Short problem:
Please return the full listing below without altering anything.

+++ Records for this exercise

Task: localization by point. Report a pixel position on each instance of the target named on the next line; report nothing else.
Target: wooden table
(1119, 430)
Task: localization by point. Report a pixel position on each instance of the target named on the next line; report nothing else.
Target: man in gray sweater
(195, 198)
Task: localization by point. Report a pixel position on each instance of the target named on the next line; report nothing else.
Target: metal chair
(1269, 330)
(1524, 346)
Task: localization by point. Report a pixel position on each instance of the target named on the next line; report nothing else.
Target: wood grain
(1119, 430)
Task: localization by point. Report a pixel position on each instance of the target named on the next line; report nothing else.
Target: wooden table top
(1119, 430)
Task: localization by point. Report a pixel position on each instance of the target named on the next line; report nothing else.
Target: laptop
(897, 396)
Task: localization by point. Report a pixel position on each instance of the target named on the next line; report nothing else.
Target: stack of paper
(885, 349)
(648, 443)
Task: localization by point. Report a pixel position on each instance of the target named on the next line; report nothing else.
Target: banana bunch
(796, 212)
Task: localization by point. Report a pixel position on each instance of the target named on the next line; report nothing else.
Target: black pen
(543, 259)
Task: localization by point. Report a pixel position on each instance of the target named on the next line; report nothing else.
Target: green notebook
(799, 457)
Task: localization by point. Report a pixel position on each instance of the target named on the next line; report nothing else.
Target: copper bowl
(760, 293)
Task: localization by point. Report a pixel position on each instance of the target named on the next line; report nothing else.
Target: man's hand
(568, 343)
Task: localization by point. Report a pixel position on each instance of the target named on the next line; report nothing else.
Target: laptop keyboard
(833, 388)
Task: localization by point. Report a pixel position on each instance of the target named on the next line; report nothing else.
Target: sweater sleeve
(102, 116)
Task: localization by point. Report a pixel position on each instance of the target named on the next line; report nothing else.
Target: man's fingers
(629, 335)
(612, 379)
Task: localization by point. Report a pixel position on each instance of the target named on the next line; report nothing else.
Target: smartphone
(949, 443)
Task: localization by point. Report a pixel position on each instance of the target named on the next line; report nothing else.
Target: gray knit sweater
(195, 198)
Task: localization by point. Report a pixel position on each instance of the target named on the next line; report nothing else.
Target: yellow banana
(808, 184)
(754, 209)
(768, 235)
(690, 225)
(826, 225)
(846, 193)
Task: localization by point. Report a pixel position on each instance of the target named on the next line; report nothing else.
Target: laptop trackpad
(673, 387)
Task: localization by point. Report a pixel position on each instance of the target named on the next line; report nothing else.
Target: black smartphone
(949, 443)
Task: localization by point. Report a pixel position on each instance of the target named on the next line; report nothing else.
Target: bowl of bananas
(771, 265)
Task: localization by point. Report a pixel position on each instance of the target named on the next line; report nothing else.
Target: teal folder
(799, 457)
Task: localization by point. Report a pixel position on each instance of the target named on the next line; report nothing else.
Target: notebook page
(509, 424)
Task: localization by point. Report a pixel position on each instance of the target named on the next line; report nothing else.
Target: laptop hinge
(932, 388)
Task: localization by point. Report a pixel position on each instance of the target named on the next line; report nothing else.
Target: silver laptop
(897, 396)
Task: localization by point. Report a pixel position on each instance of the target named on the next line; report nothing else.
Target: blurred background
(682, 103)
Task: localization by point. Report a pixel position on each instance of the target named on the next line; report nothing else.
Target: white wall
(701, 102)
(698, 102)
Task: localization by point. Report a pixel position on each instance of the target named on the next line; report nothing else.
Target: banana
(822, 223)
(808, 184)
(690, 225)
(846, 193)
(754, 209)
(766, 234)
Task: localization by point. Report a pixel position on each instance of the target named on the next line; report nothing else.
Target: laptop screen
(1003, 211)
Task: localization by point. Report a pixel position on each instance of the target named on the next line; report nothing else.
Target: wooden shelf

++++++

Answer to the exercise:
Task: localization by point. Report a pixel position on each instance of the target named on the next line; report nothing else.
Target: wooden table
(1119, 430)
Task: localization by point. Report a pixel position on each instance of the target named on the next line; report nothing else.
Target: man in gray sweater
(195, 198)
Task: localization by point. Report a pixel position on each instance of the target named on the next line; report nothing else.
Target: metal chair
(1269, 330)
(1524, 346)
Task: localization by point. Report a pixel position on each instance of the target named on the next line; report nothing else.
Target: wood grain
(1119, 430)
Task: localization by point. Report a pixel position on each instance of the target named on the next line; report nothing else.
Target: wooden table top
(1119, 430)
Task: localization by point. Report a pixel position on each instance of the target named on the next line; report nothing else.
Target: laptop
(897, 396)
Task: localization by point. Report a pixel position on each instance of the target named on the next line; report nothing else.
Target: stack of paper
(885, 349)
(648, 443)
Task: localization by point. Report a pixel position on each instance of the target named on the next line; report nothing else.
Target: banana bunch
(796, 212)
Task: localization by point. Report a pixel position on each instance of the target named on the next line; report nothing else.
Target: black pen
(543, 259)
Task: localization by point. Report a pixel position on each instance of the target named on the next line; report nothing else.
Target: green notebook
(799, 457)
Task: localization by point. Report a pixel position on each instance of the target named on the next line; report nothing else.
Target: copper bowl
(760, 293)
Task: localization by point. Report a pixel position on each instance of the target named on the next line; report nothing else.
Target: man's hand
(568, 343)
Task: localization by point. Report a pixel position on each instance of the target named on the next line; report nothing else.
Target: laptop keyboard
(833, 388)
Task: localization by point. Report a pixel position on each instance of the target named on the next line; report nothing else.
Target: sweater sleeve
(102, 116)
Task: localization by point. Report a pixel position on each instance of the target named on the next line; report nothing else.
Target: man's fingers
(629, 335)
(612, 379)
Task: localization by point. Report a pixel position on each instance of the target named on the next line; report nothing else.
Target: smartphone
(949, 443)
Task: localization by point. Report a pixel position on each instance of the target named on the next line; report nothing else.
Target: gray knit sweater
(195, 198)
Task: localization by point. Report a pixel position on each instance of the target named on the next line; report nothing else.
Target: yellow banana
(808, 184)
(754, 209)
(768, 235)
(690, 225)
(826, 225)
(846, 193)
Task: localization by point. Report a pixel position on each instance of the target named on the next line; report nothing else.
Target: laptop trackpad
(673, 387)
Task: localization by point. Report a pixel position on each instance of the target named on the next line; report nothing else.
Target: black smartphone
(949, 443)
Task: localization by point. Report a pixel position on each instance of the target named on the next line; report nothing else.
Target: bowl of bananas
(771, 265)
Task: localization by point. Report a pixel position on each instance of the target named on the next line; report nothing else.
Target: teal folder
(799, 457)
Task: localization by point. Report a pixel position on each instance of the target named on the next line; report nothing else.
Target: notebook page
(509, 424)
Task: localization by point. Report a pixel position on each instance of the target named on the next line; report nothing else.
Target: laptop hinge
(932, 388)
Task: localization by point. Report a pixel position on each instance of the target named on the next line; report nothing else.
Target: silver laptop
(897, 396)
Task: localization by point. Report a pixel position on each instance of the target named on the next line; report nothing else.
Target: blurred background
(682, 103)
Task: localization by point. Report a pixel position on each instance of the target named on the next line; report nothing else.
Target: white wall
(701, 102)
(698, 102)
Task: localization by point. Report a pixel position on each instance of the target named on the next line; report nothing else.
Target: banana
(822, 223)
(808, 184)
(690, 225)
(846, 193)
(754, 209)
(766, 234)
Task: localization by point. Report a pixel position on each instance of the target named on the next line; report nothing else.
Target: laptop screen
(1003, 211)
Task: localization by point. Report a pixel position on each instance of the target named on the next line; report nothing else.
Target: wooden shelf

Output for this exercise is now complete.